● ЗАДАНИЯ:
1. Кто снял фильм «Голубой экспресс», согласно тексту о нем?
2. Продолжите текст о фильме «Голубой экспресс», начиная сразу после его последнего предложения.

● ТЕКСТ ДЛЯ ЧТЕНИЯ:
* * * * *
Голубой экспресс

Совместный проект Weekend и кинотеатра "Пионер"

Режиссер Илья Трауберг 1929 год Первый фильм о мировой революции

— Товарищ Маяковский, / прочтите / лучшее / ваше / стихотворение.— / Какому / стиху / отдать честь? / Думаю, / упершись в стол. / Может быть, / это им прочесть, / а может, / прочесть то? / Пока / перетряхиваю / стихотворную старь / и нем / ждет / зал, / газеты / "Северный рабочий" / секретарь / тихо / мне / сказал... / И гаркнул я, / сбившись / с поэтического тона, / громче / иерихонских хайл: / — Товарищи! / Рабочими / и войсками Кантона / взят / Шанхай! — / Как будто / жесть / в ладонях мнут, / оваций сила / росла и росла. / Пять, / десять, / пятнадцать минут / рукоплескал Ярославль. / Казалось, / буря / версты крыла, / в ответ / на все / чемберленьи ноты / катилась в Китай,— / и стальные рыла / отворачивали / от Шанхая / дредноуты"

Экстаз ярославских рабочих, попросивших Владимира Маяковского прочитать его "лучший стих", а услышавших от него телеграмму ТАСС о взятии Шанхая 21 марта 1927 года войсками Национально-революционной армии Китая под командованием Чан Кайши, если и преувеличен поэтом, то ненамного. Китайская революция середины 1920-х заразила романтическим воодушевлением мир не меньше, чем 10 лет спустя гражданская война в Испании.

Судьба Китая была беспримерно несчастна: страну, разодранную на куски провинциальными военными тиранами, непрерывно воевавшими друг с другом, обратили в средневековое рабство "цивилизованные" державы. Но "спящий гигант" пробудился! Чан Кайши — ярчайшая звезда мировой революции, не состоявшейся в Европе. Правда, через три недели после взятия Шанхая он вырежет своих союзников-коммунистов, но революция, обретшая мученический ореол, не остановится. "Лучших стихов", посвященных ей, будет звучать все больше и больше.
* * * * *
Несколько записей
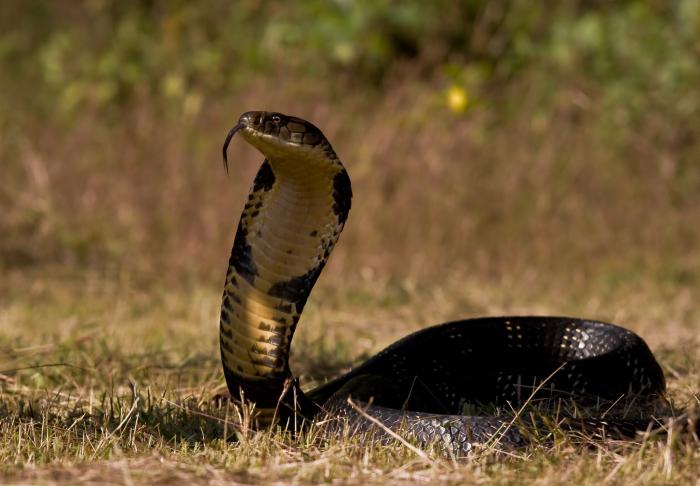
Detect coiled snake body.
[220,112,665,455]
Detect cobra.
[220,111,665,455]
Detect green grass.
[0,4,700,484]
[0,272,700,484]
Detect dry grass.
[0,264,700,484]
[0,70,700,484]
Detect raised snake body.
[220,112,665,455]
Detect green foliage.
[0,0,700,117]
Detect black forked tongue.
[223,123,245,174]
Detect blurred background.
[0,0,700,350]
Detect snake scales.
[220,112,665,455]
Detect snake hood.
[220,111,665,455]
[220,111,352,423]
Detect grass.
[0,264,700,484]
[0,25,700,484]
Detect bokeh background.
[0,0,700,352]
[0,0,700,484]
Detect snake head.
[223,111,335,171]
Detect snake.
[219,111,665,456]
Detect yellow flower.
[447,84,469,113]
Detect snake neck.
[220,154,352,425]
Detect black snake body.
[220,112,665,455]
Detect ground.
[0,270,700,484]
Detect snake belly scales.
[220,111,665,455]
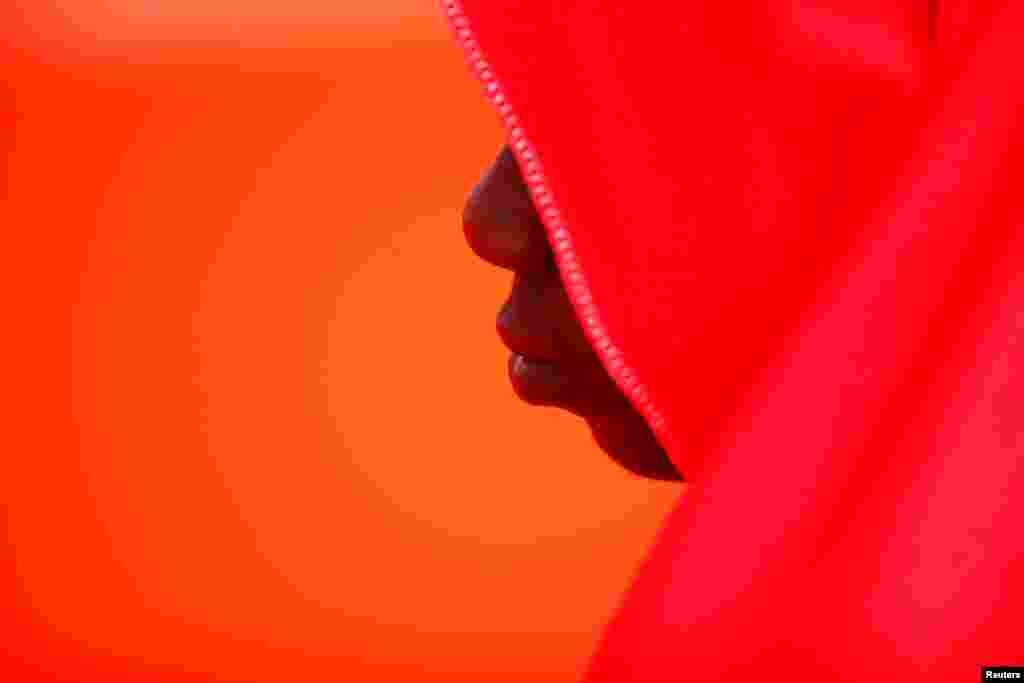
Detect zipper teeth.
[442,0,672,448]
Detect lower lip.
[509,353,569,405]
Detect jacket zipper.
[441,0,678,458]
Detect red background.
[6,0,679,683]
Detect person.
[463,145,681,481]
[442,0,1024,683]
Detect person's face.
[463,146,682,481]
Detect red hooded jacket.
[443,0,1024,683]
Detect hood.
[443,0,1024,683]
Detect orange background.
[0,0,680,682]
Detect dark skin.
[463,146,682,481]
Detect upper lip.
[497,308,563,362]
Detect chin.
[587,417,683,481]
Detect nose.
[462,146,553,272]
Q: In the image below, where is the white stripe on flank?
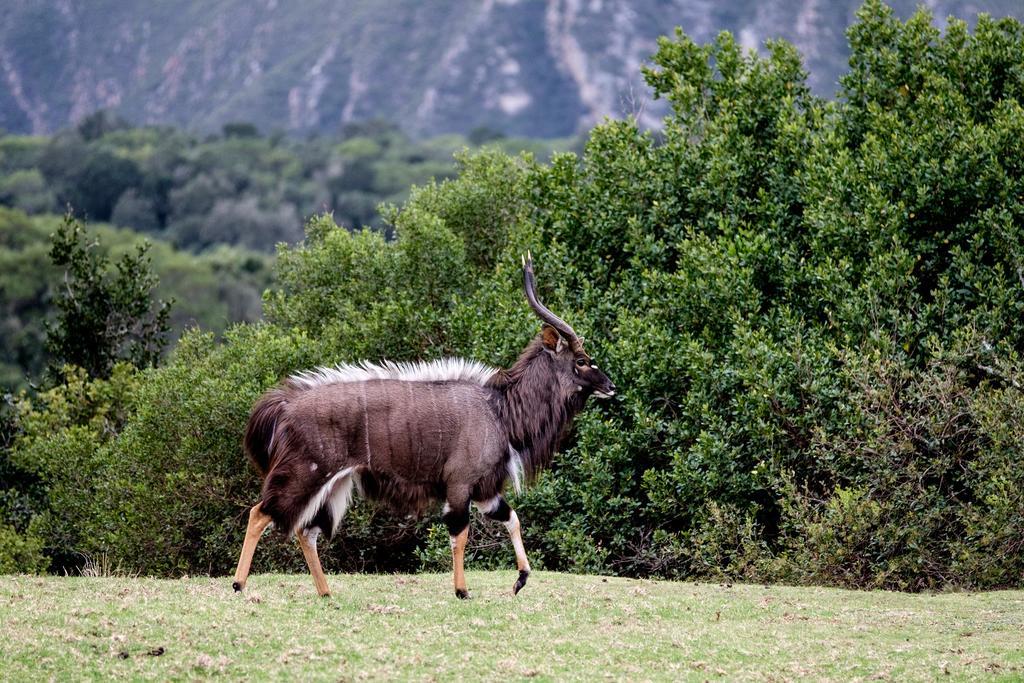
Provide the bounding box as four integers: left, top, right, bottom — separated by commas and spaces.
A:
289, 358, 498, 389
327, 473, 359, 536
507, 443, 523, 494
473, 496, 502, 515
291, 467, 355, 533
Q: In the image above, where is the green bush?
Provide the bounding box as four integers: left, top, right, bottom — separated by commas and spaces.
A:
8, 1, 1024, 590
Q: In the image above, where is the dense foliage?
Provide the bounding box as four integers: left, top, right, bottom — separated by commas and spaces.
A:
0, 207, 270, 391
46, 216, 173, 378
2, 1, 1024, 590
0, 117, 571, 251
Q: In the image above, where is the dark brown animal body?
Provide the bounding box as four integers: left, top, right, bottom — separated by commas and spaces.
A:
234, 255, 614, 597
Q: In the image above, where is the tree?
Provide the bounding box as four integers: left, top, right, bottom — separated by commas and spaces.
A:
46, 216, 172, 378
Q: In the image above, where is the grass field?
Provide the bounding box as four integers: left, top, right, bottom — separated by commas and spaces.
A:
0, 571, 1024, 681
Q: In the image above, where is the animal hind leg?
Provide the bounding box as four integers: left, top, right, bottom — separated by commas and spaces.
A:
295, 526, 331, 598
479, 496, 529, 595
231, 503, 270, 592
441, 497, 469, 600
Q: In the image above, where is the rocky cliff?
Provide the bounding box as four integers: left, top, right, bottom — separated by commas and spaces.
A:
0, 0, 1024, 136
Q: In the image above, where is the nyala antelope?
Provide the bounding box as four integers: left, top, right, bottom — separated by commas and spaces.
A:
233, 252, 615, 598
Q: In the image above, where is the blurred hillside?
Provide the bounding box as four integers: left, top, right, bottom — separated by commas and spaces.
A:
0, 0, 1024, 137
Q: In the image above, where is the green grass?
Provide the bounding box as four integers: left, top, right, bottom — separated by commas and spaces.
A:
0, 571, 1024, 681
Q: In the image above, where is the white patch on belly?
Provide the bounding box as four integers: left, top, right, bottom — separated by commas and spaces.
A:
473, 496, 502, 515
291, 467, 355, 533
506, 443, 523, 494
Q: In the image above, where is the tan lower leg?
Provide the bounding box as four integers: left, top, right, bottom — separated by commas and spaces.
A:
232, 504, 270, 591
505, 510, 529, 595
295, 531, 331, 597
505, 510, 529, 571
452, 526, 469, 598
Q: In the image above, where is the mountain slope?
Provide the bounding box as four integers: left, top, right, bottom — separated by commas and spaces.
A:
0, 0, 1024, 137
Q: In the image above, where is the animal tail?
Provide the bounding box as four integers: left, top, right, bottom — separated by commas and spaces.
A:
243, 389, 288, 477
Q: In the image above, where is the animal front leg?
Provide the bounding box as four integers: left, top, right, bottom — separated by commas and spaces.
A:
231, 503, 270, 592
442, 500, 469, 600
479, 496, 529, 595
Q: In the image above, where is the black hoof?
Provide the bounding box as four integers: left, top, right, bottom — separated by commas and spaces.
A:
512, 569, 529, 595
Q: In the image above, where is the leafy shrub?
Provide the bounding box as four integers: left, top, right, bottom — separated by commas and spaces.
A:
8, 0, 1024, 590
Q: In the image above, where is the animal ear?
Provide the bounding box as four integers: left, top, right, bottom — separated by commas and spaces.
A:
541, 325, 565, 353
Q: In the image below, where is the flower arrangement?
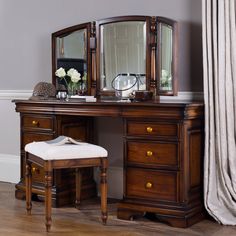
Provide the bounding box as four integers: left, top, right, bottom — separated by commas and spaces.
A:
160, 70, 172, 90
55, 67, 87, 95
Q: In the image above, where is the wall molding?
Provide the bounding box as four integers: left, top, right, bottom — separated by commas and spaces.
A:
0, 90, 203, 101
0, 90, 33, 100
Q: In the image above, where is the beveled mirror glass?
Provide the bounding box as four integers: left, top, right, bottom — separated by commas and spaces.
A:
157, 18, 177, 95
97, 16, 150, 97
52, 24, 90, 93
52, 16, 178, 97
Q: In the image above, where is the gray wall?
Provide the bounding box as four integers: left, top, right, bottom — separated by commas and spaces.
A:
0, 0, 202, 91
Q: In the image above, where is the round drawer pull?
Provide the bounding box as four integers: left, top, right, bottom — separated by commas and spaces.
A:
145, 182, 152, 188
146, 151, 153, 157
32, 167, 39, 173
147, 127, 152, 133
32, 120, 39, 126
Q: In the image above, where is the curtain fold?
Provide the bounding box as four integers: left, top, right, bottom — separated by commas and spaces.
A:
202, 0, 236, 225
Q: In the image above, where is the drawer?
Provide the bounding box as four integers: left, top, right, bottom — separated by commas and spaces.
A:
21, 132, 54, 149
127, 121, 178, 137
126, 141, 179, 167
22, 115, 54, 131
126, 168, 178, 202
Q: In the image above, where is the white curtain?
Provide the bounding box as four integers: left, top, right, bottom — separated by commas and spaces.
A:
202, 0, 236, 225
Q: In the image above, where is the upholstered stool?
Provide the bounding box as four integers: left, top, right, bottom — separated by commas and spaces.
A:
25, 136, 107, 231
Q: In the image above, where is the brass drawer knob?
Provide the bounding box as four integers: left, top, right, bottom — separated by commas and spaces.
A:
147, 127, 152, 133
32, 167, 39, 174
145, 182, 153, 189
32, 120, 39, 126
146, 151, 153, 157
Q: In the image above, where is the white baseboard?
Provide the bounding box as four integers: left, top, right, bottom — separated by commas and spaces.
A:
0, 154, 20, 183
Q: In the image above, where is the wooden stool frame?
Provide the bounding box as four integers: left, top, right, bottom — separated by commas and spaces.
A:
25, 152, 108, 232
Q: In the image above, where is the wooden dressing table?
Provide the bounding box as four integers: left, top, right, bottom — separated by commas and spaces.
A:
14, 99, 204, 227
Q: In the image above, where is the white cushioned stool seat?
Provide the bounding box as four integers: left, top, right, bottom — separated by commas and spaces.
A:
25, 136, 108, 231
25, 142, 107, 160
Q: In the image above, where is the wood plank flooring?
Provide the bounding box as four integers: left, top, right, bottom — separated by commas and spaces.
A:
0, 182, 236, 236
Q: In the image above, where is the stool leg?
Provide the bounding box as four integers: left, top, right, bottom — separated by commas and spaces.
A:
45, 167, 52, 232
75, 168, 82, 209
100, 158, 107, 224
25, 153, 32, 215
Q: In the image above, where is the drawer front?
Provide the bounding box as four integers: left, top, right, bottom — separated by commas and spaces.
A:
* * * * *
● ОТВЕТЫ:
1. Режиссер фильма — Илья Трауберг.

2.
Бертольт Брехт воспоет необходимость внутрипартийного террора в дидактической пьесе "Чрезвычайная мера" (1930) именно на примере Китая.

Гонкуровскую премию получит роман Андре Мальро "Условия человеческого существования" (1933), начинавшийся незабываемой фразой: "В огромном помещении — бывшем школьном зале для игр — около двухсот раненых коммунистов ждали расстрела".

Китайская революция станет фоном для нескольких голливудских шедевров, в том числе "Шанхайского экспресса" (1932) Джозефа фон Штернберга, цивилизованные пассажиры которого окажутся беспомощными игрушками исторической стихии.

Пьеса Сергея Третьякова "Рычи, Китай!" — после ее триумфальной постановки Всеволодом Мейерхольдом — прокатится по подмосткам мира от Эстонии и Польши до Австралии и Аргентины, станет бродвейским хитом.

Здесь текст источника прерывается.